"""

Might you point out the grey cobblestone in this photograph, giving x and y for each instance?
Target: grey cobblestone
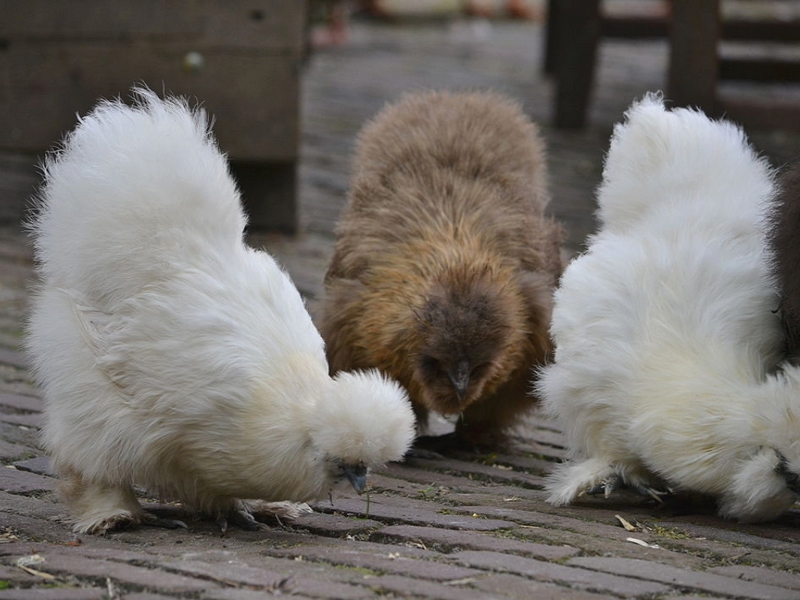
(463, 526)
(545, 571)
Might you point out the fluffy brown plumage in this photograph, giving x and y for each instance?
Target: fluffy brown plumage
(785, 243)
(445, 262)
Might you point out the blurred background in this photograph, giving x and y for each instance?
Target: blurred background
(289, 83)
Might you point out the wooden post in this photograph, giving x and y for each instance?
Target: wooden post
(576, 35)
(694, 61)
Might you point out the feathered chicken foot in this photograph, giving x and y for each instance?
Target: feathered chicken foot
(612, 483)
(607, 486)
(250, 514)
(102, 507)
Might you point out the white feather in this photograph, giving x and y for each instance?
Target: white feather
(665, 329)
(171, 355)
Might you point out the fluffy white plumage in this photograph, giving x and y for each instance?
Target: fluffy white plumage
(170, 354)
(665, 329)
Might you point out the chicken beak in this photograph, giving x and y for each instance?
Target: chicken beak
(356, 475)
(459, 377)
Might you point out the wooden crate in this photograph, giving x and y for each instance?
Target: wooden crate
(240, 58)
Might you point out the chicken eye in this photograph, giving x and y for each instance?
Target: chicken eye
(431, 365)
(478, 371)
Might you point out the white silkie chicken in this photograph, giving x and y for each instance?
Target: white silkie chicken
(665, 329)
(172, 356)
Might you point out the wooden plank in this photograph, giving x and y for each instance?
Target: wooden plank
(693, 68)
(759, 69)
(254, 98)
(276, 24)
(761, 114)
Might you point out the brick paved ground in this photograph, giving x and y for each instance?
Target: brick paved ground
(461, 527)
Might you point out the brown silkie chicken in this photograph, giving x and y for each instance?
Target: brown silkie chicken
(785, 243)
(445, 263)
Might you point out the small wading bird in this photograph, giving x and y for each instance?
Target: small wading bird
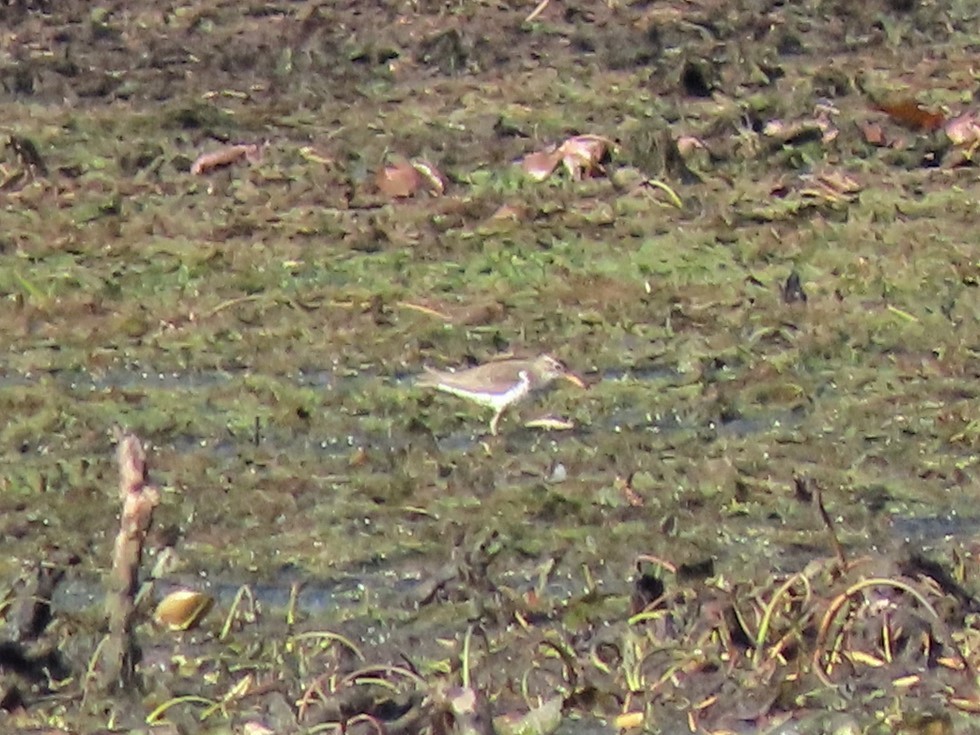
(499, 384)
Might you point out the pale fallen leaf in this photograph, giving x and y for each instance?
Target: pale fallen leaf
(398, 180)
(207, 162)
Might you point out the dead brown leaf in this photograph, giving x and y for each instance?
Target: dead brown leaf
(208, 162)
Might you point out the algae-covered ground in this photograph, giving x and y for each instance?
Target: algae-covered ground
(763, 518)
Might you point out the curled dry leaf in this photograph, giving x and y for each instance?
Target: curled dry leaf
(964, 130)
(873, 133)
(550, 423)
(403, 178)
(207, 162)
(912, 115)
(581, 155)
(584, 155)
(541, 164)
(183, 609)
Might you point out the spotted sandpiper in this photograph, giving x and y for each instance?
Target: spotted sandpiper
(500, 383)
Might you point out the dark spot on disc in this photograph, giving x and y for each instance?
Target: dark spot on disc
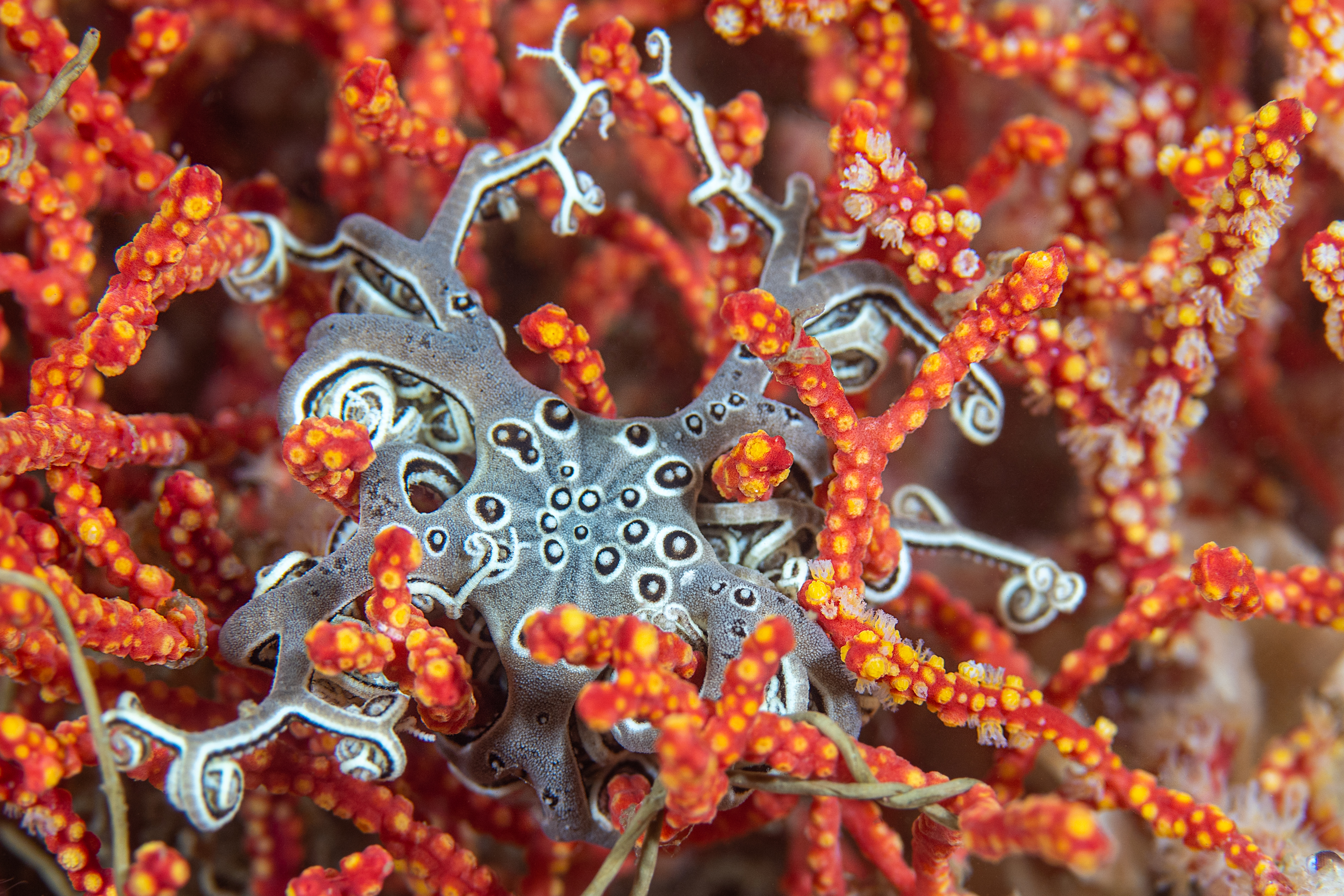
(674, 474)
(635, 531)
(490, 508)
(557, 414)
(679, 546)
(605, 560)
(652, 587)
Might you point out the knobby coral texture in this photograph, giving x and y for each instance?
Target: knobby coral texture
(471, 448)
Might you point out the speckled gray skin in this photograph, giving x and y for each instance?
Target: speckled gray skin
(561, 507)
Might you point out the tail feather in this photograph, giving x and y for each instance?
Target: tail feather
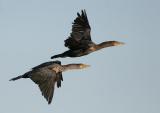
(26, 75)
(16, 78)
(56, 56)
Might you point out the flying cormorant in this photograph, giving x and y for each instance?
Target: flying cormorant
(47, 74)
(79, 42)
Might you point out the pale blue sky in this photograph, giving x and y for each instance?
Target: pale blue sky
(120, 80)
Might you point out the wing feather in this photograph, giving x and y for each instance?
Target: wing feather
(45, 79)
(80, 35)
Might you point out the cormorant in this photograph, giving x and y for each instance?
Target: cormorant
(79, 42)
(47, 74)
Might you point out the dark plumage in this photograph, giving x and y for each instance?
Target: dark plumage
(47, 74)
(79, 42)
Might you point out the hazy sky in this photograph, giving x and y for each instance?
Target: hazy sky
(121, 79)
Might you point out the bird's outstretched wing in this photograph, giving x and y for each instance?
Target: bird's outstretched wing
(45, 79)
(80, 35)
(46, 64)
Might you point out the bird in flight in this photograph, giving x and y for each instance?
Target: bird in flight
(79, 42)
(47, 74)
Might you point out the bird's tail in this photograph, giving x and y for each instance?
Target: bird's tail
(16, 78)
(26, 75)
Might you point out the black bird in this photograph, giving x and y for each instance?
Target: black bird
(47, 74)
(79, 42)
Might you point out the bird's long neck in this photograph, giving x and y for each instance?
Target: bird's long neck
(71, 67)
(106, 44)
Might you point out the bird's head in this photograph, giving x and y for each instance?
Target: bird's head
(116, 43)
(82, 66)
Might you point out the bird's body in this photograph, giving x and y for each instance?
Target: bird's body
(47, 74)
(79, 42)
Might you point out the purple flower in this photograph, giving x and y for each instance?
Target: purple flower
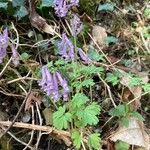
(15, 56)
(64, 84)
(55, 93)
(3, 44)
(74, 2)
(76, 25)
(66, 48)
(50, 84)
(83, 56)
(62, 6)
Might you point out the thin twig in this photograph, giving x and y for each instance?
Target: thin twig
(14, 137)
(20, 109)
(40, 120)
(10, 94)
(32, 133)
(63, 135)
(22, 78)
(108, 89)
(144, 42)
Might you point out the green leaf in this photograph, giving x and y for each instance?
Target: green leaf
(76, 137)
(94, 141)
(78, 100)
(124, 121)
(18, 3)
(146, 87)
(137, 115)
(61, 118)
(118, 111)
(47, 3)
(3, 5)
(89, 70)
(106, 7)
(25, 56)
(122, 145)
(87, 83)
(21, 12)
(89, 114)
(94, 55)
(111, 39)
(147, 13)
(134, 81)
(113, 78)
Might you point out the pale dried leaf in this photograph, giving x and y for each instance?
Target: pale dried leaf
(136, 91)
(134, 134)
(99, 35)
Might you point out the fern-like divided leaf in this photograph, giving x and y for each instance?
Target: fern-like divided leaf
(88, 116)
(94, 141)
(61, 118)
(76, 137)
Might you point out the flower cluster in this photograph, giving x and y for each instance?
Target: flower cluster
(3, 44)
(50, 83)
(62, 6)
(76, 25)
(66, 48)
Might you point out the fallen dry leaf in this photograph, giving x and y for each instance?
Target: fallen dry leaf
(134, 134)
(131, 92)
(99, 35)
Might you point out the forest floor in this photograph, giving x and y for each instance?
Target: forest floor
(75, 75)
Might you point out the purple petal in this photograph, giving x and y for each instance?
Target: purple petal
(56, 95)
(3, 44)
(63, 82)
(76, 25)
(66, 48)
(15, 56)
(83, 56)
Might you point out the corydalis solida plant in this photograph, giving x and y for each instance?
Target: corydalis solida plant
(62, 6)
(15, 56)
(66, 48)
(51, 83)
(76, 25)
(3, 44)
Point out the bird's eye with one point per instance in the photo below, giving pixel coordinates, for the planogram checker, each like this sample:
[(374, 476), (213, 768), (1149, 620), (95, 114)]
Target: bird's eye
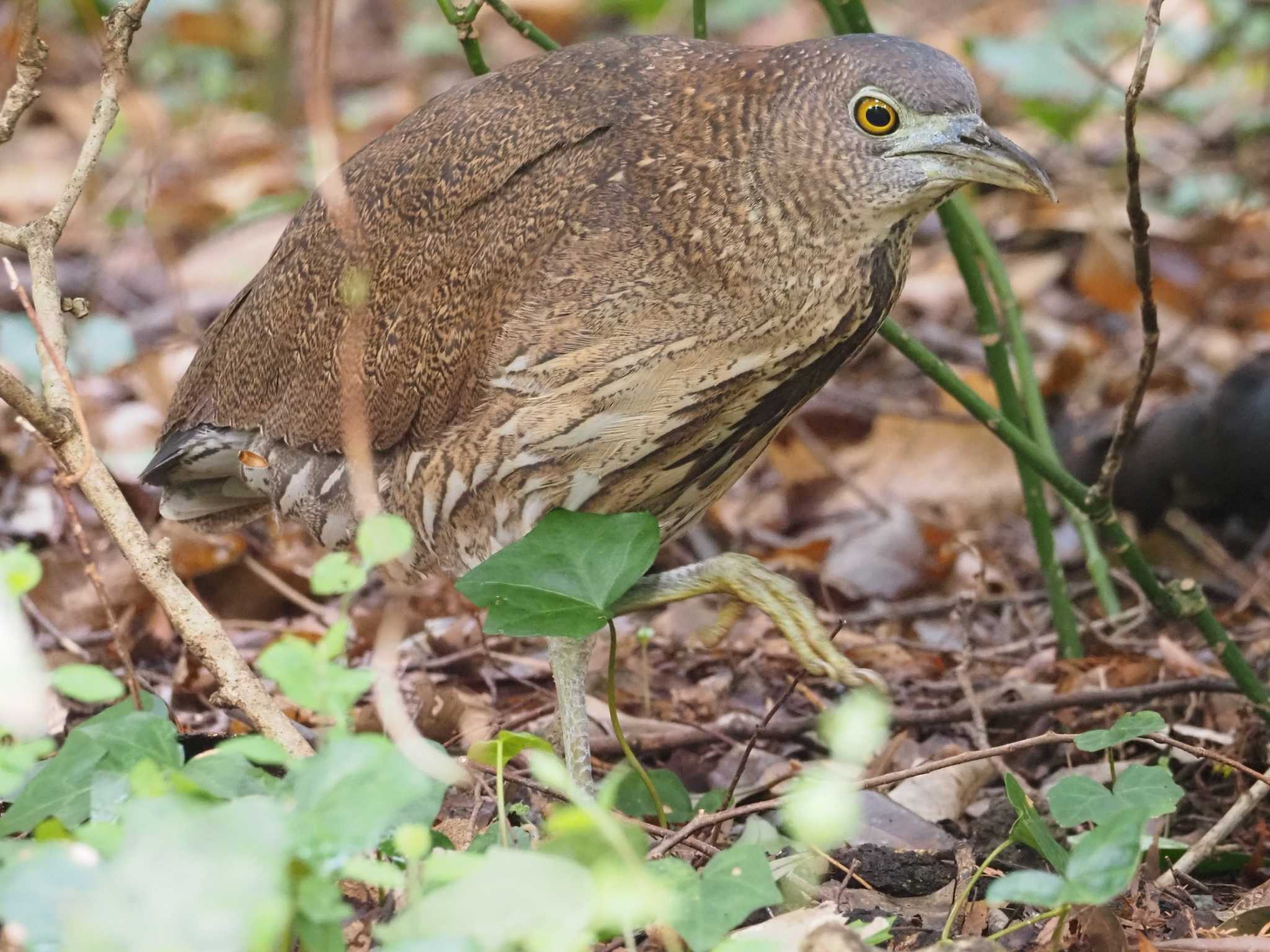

"""

*Work to be completed*:
Go through the entries and retype them exactly, except for the images.

*Result of the task*:
Might you point out the grey cobblestone in this photograph, giving x and y for each instance?
Target: grey cobblestone
(463, 526)
(545, 571)
Might you point out the fluffy brown plumage in this photograph, giving x and y for each instance?
Target: fluffy brown plumage
(785, 243)
(445, 262)
Might you point out the blurred background in this photograph, giving x and y for each instance?
Target: blurred background
(289, 83)
Might you point out the wooden post in this photograph, giving x and y for each instance?
Target: wooden post
(576, 35)
(694, 61)
Might you point out the feathered chicken foot in this photograph, giving x and y for each instance?
Target: feathered chicken foot
(612, 483)
(607, 486)
(250, 514)
(102, 507)
Might you point out the white feather in this photograph, giving x and y for each instance?
Target: white feather
(665, 329)
(171, 355)
Might you point out the fluffy white plumage in this photograph, giving x and y for each instance?
Target: fluffy white plumage
(170, 354)
(665, 329)
Might you point out the chicken beak in this photograph, giving x and y for each instance?
Target: chicken beak
(356, 475)
(459, 377)
Might you point out the wooden crate in this photograph, giving x and y for each instance?
Target: wooden crate
(240, 58)
Might you point out the chicken eye in this photograph, giving x and y for each instance?
Target: chicken eye
(431, 365)
(478, 371)
Might you point out the white silkie chicken in this photograph, giving x and y for each instance?
Target: white silkie chicken
(665, 329)
(172, 356)
Might you point out the wooden plank in this photograph, giving x and y for each instance?
Target: wooden plank
(693, 68)
(759, 69)
(254, 98)
(276, 24)
(761, 114)
Might you point out the brick paved ground in this photograph, giving x and y for each instance?
Target: brick paved ground
(461, 527)
Might you point out the brown silkie chicken in this photograph, giving x and y for each instance?
Target: brown silkie chicken
(785, 243)
(445, 263)
Might you point out the small wading bird in this photograph, giving x and y for each instance?
Target: small wading bird
(499, 384)
Might you point out the pale fallen leaf in this photograph, giving x and y for each instance?
Target: pale fallen leaf
(398, 180)
(207, 162)
Might you point out the dead brown leaf in this photograph, giving x and y for each instance?
Target: dead brown leaf
(208, 162)
Might you point out the algae-covered ground in this photograph, giving x and y for each instance?
Target: algae-covered ground
(763, 518)
Might you point out the curled dry leaf in this photograph, giving x and y for each instance?
Target: curled dry leaf
(964, 130)
(873, 133)
(550, 423)
(403, 178)
(207, 162)
(912, 115)
(581, 155)
(584, 155)
(541, 164)
(183, 609)
Might you point out the spotted sandpiper in this photograph, giving x and y for each instance?
Target: spotted sandpiper
(500, 383)
Might you point out the dark spot on disc in this photograph, giving x and y for each instance?
Target: dark spot on disc
(674, 474)
(635, 531)
(490, 508)
(557, 414)
(679, 546)
(605, 560)
(652, 587)
Might you point out the knobby coral texture in this photograph, giving x and y for each instance?
Target: knobby coral texture
(471, 448)
Might you point out the speckled gray skin in this photograph, giving x and y for each instance?
Target: speckled gray skin
(561, 507)
Might you point out the tail feather in this photograph, giving x and y for each instance?
Target: tail feather
(26, 75)
(16, 78)
(56, 56)
Might you point out the flying cormorant in this photograph, giving x and y for each instance?
Target: flying cormorant
(47, 74)
(79, 42)
Might you point out the pale blue sky in this photograph, giving x and y for each instance?
Target: pale blue sky
(120, 80)
Might you point out the wing feather in this photograph, giving x and y for each instance?
Target: wing feather
(45, 79)
(80, 35)
Might you point out the cormorant in this photograph, giving x and y for each instance?
Target: cormorant
(79, 42)
(47, 74)
Might you point out the dark plumage in this photograph, giving x and y for each instance?
Target: dark plumage
(47, 74)
(79, 42)
Might you point out the hazy sky in this photograph, giving x and y for each instance?
Target: hazy sky
(121, 79)
Might you point out the bird's outstretched wing in this photograph, giving x and y for each instance?
Target: bird's outstretched wing
(45, 79)
(80, 35)
(46, 64)
Might you point out the bird in flight in this photograph, giving x and y for each instance?
Target: bird in flight
(79, 42)
(47, 74)
Might you point out the bird's tail in this photograph, giving x and y for each instance?
Target: bird's tail
(16, 78)
(26, 75)
Might you point out the black bird in this photograph, giving x and y for each instance?
Target: black bird
(47, 74)
(79, 42)
Might you point out the bird's long neck in this photograph, giving x and y for each instance?
Target: bird's long neck
(71, 67)
(106, 44)
Might you point out the bird's head in this photograph, giving x and y for each instance?
Target: bird's head
(116, 43)
(82, 66)
Might you point out the bird's body in this photograph, giving x and y for each instance?
Target: bird's body
(47, 74)
(79, 42)
Might you point out the purple flower in this photograph, giving x and y for each instance?
Target: purple flower
(15, 56)
(64, 84)
(55, 93)
(3, 44)
(74, 2)
(76, 25)
(66, 48)
(50, 84)
(83, 56)
(62, 6)
Might you point out the thin twig in this photograph, giving x and y for each instance?
Target: thin twig
(14, 137)
(20, 109)
(40, 120)
(10, 94)
(32, 133)
(63, 135)
(22, 78)
(108, 89)
(144, 42)
Might you point out the green leaf in this photograph, giving x and y for each instance?
Target: green leaf
(76, 137)
(94, 141)
(78, 100)
(124, 121)
(18, 3)
(146, 87)
(137, 115)
(61, 118)
(118, 111)
(47, 3)
(3, 5)
(89, 70)
(106, 7)
(25, 56)
(122, 145)
(87, 83)
(21, 12)
(89, 114)
(94, 55)
(111, 39)
(147, 13)
(134, 81)
(113, 78)
Might you point out the pale dried leaf in this photograph, giving x and y for each instance?
Target: pale dried leaf
(136, 91)
(134, 134)
(99, 35)
Might you point out the fern-like divided leaf in this photograph, giving x and y for each instance?
Target: fern-like divided leaf
(88, 116)
(94, 141)
(61, 118)
(76, 137)
Might you point out the flower cluster in this photograph, giving x and y for each instance?
Target: flower cluster
(3, 44)
(50, 83)
(62, 6)
(76, 25)
(66, 48)
Might you point out the fallen dry leaf in this photograph, giving x and y for each instance?
Target: fallen dry leaf
(134, 134)
(131, 92)
(99, 35)
Might you point out the forest floor in this photograph, giving x and y for each instance?
Target: forest floor
(75, 75)
Might you point out the purple petal in this photograph, giving x and y for each instance?
Target: purple petal
(56, 95)
(3, 44)
(63, 82)
(76, 25)
(66, 48)
(15, 56)
(83, 56)
Might you point out the corydalis solida plant in this photograph, giving x and y for each instance?
Target: corydalis solida plant
(62, 6)
(15, 56)
(66, 48)
(51, 83)
(76, 25)
(3, 44)
Point out the bird's eye with one point per instance in the photo below, giving pixel coordinates, for the planogram checker, each like this sample:
[(374, 476), (213, 768), (1149, 620), (95, 114)]
Target: bird's eye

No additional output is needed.